**Problem details:**
Starting with the entry that contains "point: black purse" and going on through the end of the entries below, rewrite those lines with "scarf" swapped for "neck scarf" and nothing else altered.

================================

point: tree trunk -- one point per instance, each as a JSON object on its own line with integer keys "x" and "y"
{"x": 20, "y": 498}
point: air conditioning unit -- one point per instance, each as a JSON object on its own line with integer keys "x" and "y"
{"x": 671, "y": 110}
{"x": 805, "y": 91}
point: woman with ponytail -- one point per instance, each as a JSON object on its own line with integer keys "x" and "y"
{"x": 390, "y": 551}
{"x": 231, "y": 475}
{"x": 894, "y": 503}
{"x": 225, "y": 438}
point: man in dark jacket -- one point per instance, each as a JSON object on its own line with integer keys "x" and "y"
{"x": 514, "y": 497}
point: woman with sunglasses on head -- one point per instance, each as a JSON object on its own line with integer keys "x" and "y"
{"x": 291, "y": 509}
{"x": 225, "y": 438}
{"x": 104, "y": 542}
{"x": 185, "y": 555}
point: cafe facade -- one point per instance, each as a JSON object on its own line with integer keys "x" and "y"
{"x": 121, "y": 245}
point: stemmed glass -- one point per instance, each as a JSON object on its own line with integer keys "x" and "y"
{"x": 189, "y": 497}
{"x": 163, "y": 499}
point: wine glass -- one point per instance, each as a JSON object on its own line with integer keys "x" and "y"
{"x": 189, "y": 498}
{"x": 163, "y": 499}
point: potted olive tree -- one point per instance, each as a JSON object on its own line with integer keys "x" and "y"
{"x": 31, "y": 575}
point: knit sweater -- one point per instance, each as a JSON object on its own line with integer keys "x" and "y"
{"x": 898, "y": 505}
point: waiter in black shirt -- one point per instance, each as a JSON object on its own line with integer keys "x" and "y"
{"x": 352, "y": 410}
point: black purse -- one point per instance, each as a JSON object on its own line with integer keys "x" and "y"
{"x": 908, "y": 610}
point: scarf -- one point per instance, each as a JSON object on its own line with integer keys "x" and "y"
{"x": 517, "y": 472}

================================

**The answer:**
point: black purse -- one point per instance, each as a JSON object on its own line with integer keys "x" and "y"
{"x": 908, "y": 610}
point: neck scarf -- one point per instance, each as a JSON object on its own line with integer keys "x" and "y"
{"x": 517, "y": 472}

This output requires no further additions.